Rescale the rows from the line containing "Target: dog's ear" through the end of the rows, both ends included. Write out every line again with the requests kept, multiply each point coordinate by 1.25, round it to a whole number with halves rounded up, and leave the pictures out of your answer.

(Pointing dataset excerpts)
****

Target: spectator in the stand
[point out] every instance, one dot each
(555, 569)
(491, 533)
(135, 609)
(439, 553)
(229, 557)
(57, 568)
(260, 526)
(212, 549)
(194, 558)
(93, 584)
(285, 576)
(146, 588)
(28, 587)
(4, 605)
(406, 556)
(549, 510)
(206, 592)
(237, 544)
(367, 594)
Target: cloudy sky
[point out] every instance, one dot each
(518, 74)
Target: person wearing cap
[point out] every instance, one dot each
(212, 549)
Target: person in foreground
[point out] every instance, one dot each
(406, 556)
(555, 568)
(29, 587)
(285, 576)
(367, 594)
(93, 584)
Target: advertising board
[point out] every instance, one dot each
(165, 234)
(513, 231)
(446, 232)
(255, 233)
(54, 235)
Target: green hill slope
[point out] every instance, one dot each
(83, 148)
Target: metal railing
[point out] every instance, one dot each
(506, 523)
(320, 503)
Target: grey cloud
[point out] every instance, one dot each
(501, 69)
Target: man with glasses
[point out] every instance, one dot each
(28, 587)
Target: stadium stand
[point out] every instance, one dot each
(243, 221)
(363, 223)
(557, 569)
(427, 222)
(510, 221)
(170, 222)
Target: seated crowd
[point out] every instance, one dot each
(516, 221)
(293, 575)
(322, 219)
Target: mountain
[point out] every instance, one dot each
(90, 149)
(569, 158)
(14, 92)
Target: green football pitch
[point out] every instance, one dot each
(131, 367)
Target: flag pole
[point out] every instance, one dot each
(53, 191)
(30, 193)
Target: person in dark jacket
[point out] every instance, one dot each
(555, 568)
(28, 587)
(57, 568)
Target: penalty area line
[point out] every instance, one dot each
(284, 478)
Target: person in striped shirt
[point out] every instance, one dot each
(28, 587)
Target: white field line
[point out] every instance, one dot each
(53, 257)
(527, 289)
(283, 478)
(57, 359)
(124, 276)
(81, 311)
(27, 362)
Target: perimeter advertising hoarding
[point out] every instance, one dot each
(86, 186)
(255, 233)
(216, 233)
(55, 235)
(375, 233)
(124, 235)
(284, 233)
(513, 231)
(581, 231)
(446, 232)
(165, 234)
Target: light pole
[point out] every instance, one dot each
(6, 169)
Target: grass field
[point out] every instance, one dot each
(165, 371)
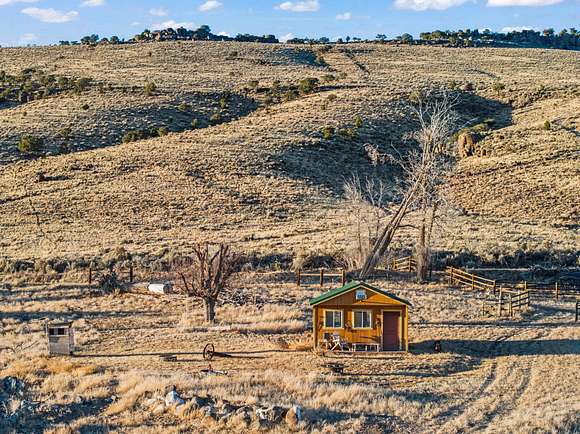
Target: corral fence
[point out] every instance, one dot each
(408, 264)
(321, 276)
(555, 290)
(506, 303)
(474, 282)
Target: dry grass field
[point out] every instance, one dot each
(265, 179)
(245, 161)
(492, 376)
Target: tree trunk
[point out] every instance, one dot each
(422, 254)
(423, 247)
(209, 304)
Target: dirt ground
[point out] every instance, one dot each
(512, 375)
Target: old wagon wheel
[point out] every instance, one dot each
(208, 352)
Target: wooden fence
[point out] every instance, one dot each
(463, 278)
(506, 303)
(408, 263)
(322, 274)
(556, 290)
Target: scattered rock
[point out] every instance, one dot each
(293, 416)
(173, 399)
(160, 409)
(13, 386)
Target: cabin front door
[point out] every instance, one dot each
(391, 332)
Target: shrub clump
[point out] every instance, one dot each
(30, 144)
(150, 88)
(547, 125)
(135, 135)
(308, 85)
(215, 119)
(327, 133)
(162, 131)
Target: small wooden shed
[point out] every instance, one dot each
(61, 340)
(359, 316)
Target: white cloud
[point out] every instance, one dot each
(500, 3)
(210, 5)
(516, 29)
(50, 15)
(300, 6)
(93, 3)
(11, 2)
(158, 12)
(173, 24)
(423, 5)
(287, 37)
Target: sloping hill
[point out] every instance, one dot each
(266, 179)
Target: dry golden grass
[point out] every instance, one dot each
(267, 181)
(493, 376)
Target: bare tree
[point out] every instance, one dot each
(367, 210)
(207, 274)
(424, 170)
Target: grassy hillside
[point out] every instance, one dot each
(261, 175)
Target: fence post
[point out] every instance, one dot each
(528, 294)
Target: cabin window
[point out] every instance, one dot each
(362, 319)
(333, 319)
(361, 294)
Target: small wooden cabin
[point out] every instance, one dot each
(361, 317)
(60, 338)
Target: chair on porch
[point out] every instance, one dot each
(338, 343)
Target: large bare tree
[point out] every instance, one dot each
(206, 274)
(424, 169)
(367, 201)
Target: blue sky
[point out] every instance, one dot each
(25, 22)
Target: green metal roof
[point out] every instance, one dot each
(350, 286)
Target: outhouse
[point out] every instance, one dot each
(360, 317)
(61, 340)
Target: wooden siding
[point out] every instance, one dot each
(347, 303)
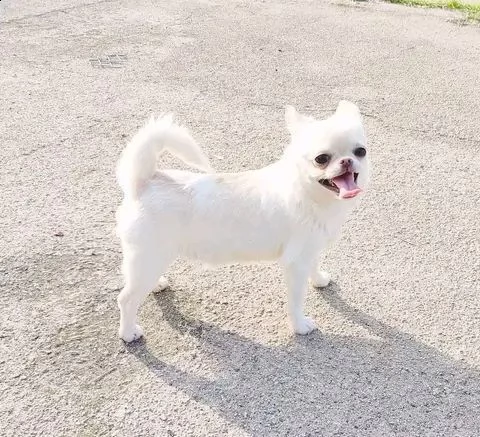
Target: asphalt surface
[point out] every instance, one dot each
(397, 352)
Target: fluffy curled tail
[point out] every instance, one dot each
(138, 161)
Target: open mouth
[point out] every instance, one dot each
(344, 185)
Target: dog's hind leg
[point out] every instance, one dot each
(142, 267)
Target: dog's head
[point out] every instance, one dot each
(331, 155)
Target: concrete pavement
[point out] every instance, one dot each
(398, 347)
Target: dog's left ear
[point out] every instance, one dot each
(348, 108)
(294, 119)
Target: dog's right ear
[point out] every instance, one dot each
(294, 119)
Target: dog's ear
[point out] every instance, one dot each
(294, 119)
(348, 108)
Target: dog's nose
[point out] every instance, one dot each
(346, 162)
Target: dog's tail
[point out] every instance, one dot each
(138, 161)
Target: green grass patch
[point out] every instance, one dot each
(471, 11)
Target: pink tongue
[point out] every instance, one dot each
(347, 186)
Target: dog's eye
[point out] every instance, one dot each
(322, 159)
(360, 152)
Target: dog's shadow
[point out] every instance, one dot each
(324, 385)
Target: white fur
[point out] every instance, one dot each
(277, 213)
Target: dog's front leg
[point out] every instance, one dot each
(296, 276)
(319, 278)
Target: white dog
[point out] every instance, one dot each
(288, 211)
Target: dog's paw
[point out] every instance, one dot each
(320, 279)
(131, 334)
(303, 326)
(162, 284)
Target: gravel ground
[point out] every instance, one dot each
(397, 352)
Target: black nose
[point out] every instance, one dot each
(346, 162)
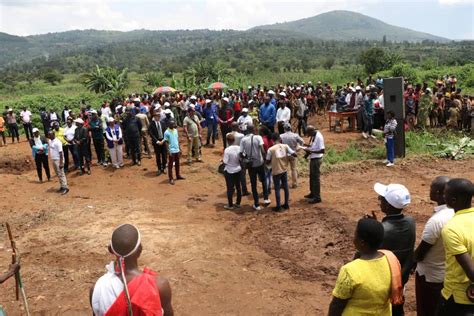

****

→ **Answer**:
Target: dog's ear
[point out] every instance, one dot each
(368, 149)
(435, 135)
Target: dog's nose
[point out] every instance, one dot each
(433, 203)
Target: dog's tail
[point out] every instance, one dot each
(173, 201)
Target: green grass patch
[point out] every instance, one dot each
(589, 14)
Target: pink tongue
[point out] every instance, one dot each
(434, 233)
Target: dog's eye
[point out] every instance, one dot each
(403, 199)
(450, 190)
Target: dog's shadow
[point out] every instance, one dot each
(405, 481)
Target: white fur
[point out] every instance, one dot each
(346, 266)
Target: dog's front leg
[point out] every instance, one dot each
(370, 345)
(399, 348)
Target: white dog
[point out] every instance, one dot each
(360, 264)
Target: dog's paw
[point out] every instance, one dot each
(400, 349)
(164, 418)
(379, 408)
(203, 355)
Target: gravel ground
[point out] every instance, one dot each
(496, 440)
Target: black nose
[point out] every instance, one dot each
(433, 203)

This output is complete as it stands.